**How to complete this task**
Give back the entire listing that follows, exactly.

**Data to process**

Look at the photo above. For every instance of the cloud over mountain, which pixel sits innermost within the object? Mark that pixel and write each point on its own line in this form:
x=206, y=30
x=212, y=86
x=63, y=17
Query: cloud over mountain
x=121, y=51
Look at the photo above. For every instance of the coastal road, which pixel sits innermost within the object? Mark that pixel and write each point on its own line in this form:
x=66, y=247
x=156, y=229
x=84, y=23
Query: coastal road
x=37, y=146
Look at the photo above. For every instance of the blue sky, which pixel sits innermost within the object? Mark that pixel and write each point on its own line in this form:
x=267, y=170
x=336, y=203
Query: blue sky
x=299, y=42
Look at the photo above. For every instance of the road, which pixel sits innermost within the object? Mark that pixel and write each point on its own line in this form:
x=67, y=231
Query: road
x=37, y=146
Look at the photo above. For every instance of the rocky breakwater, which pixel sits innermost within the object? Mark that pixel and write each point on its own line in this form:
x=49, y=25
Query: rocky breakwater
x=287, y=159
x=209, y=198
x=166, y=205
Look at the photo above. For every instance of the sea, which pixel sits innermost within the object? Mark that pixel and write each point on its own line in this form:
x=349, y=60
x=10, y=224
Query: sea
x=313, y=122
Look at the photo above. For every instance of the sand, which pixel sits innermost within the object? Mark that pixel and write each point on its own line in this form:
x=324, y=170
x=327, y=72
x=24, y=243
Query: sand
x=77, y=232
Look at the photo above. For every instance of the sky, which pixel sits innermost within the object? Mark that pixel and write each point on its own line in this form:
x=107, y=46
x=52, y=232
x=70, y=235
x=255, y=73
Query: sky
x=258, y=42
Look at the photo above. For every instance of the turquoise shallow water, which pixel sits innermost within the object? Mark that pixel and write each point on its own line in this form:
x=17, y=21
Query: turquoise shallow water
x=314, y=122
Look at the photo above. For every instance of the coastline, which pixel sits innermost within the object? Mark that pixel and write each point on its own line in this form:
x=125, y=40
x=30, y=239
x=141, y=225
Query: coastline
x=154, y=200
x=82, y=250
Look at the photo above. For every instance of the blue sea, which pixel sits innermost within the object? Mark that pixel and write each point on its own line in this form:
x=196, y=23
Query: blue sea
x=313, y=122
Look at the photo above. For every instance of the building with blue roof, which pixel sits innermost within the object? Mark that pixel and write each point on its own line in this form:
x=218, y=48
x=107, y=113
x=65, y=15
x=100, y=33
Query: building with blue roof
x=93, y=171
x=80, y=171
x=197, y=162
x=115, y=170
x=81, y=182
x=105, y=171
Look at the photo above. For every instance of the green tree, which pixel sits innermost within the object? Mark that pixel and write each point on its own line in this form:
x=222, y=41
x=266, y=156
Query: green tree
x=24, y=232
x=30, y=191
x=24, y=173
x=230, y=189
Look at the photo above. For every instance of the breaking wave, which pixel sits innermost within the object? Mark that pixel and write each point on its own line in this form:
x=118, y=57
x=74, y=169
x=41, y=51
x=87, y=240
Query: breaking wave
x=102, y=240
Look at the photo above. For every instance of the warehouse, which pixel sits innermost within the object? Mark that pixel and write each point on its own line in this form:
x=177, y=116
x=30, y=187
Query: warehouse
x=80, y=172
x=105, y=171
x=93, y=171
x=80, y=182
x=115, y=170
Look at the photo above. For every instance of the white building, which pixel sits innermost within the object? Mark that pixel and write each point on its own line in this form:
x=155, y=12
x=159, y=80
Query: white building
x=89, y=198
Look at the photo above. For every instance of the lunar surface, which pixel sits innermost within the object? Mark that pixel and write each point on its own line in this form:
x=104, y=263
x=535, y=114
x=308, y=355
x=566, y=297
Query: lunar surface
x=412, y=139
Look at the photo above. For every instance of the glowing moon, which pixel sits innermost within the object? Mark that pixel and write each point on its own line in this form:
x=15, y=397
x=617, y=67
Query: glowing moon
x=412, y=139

**Result for this exercise**
Look at the photo above. For every instance of the cloud over mountain, which pixel sits innermost within the object? Mark that pixel and write each point on its own line in this form:
x=206, y=30
x=212, y=86
x=63, y=17
Query: cloud over mountain
x=121, y=51
Look at the photo above. For every instance of the coastal road, which pixel sits innermost within the object? Mark that pixel and write each point on its own line in this form:
x=66, y=247
x=156, y=229
x=84, y=23
Query: coastal road
x=37, y=146
Look at the photo above. For every instance of the blue sky, which pixel sits innermost within the object? Mark that pixel and write each point on its own line in this form:
x=267, y=170
x=336, y=203
Query: blue sky
x=299, y=42
Look at the photo above. For every instance of the road, which pixel sits innermost within the object? Mark that pixel and write each point on its own line in this form:
x=67, y=231
Query: road
x=37, y=146
Look at the photo above. For every instance of the rocky breakwater, which pixel sits innermost within the object? Mark that pixel and write each point on its own line in this form:
x=49, y=25
Query: rocky breakwater
x=287, y=159
x=209, y=198
x=166, y=205
Look at the photo above. For every instance of the sea, which pixel sits innermost within the object? Mark that pixel and write each point on its own line in this form:
x=349, y=60
x=10, y=224
Query: sea
x=313, y=122
Look at the photo above. For every instance of the sand, which pixel sits innermost within the object? Mark that pixel and write each point on its own line in this form:
x=324, y=170
x=327, y=72
x=24, y=243
Query: sand
x=77, y=232
Look at the photo above. For every instance of the sky, which pixel sits innermost within the object? Mark that pixel and write each point on its own line in this form:
x=107, y=46
x=52, y=232
x=70, y=235
x=255, y=73
Query: sky
x=258, y=42
Look at the photo above. For every instance of the turquoise shallow water, which pixel sits innermost within the object? Mark that pixel and write each point on its own line in this form:
x=17, y=21
Query: turquoise shallow water
x=314, y=122
Look at the photo above. For every instance of the coastline, which pixel sits innermost within the object? Mark that pixel and write each point on its own line in this form:
x=125, y=40
x=30, y=239
x=141, y=225
Query: coastline
x=154, y=200
x=82, y=250
Look at the photo above. For every instance of the blue sea, which pixel sits innermost within the object? Mark that pixel and write each point on its own line in this form:
x=196, y=23
Query: blue sea
x=313, y=122
Look at the photo above. For every instance of the building with blue roof, which pixel sits innermost within the object? Mark that pixel and write each point on its own line in this form:
x=218, y=48
x=107, y=113
x=65, y=15
x=100, y=33
Query: building with blue roof
x=93, y=171
x=80, y=171
x=197, y=162
x=115, y=170
x=81, y=182
x=105, y=171
Look at the photo above. For every instance of the green tree, which pixel sits innermost within the object? Mark that pixel and write each point on its own line in this form:
x=222, y=41
x=266, y=156
Query: green tree
x=24, y=232
x=30, y=191
x=24, y=173
x=230, y=189
Look at the photo above. For every instance of the breaking wave, which pixel sits innermost within the object? Mark that pixel and write each point on its own line in this form:
x=118, y=57
x=74, y=169
x=41, y=51
x=87, y=240
Query: breaking wave
x=102, y=240
Look at the photo above. For every instance of the warehouse, which pixel sits innermost within the object? Mark that pixel and write each point on its own line in this form:
x=177, y=116
x=30, y=187
Query: warehouse
x=80, y=172
x=105, y=171
x=93, y=171
x=80, y=182
x=115, y=170
Look at the photo above. For every instance of the white building, which pixel sits innermost within the object? Mark that pixel and write each point on its own line in this form:
x=155, y=12
x=159, y=80
Query: white building
x=89, y=198
Look at the photo above. For every instance of the lunar surface, which pixel sits innermost within the object? Mark that pixel and write each point on its own line in this form:
x=104, y=263
x=535, y=114
x=308, y=355
x=566, y=297
Query: lunar surface
x=412, y=139
Look at the photo above. For every instance of the glowing moon, which pixel sits innermost within the object? Mark that pixel and write each point on its own line in this form:
x=15, y=397
x=617, y=67
Query: glowing moon
x=412, y=139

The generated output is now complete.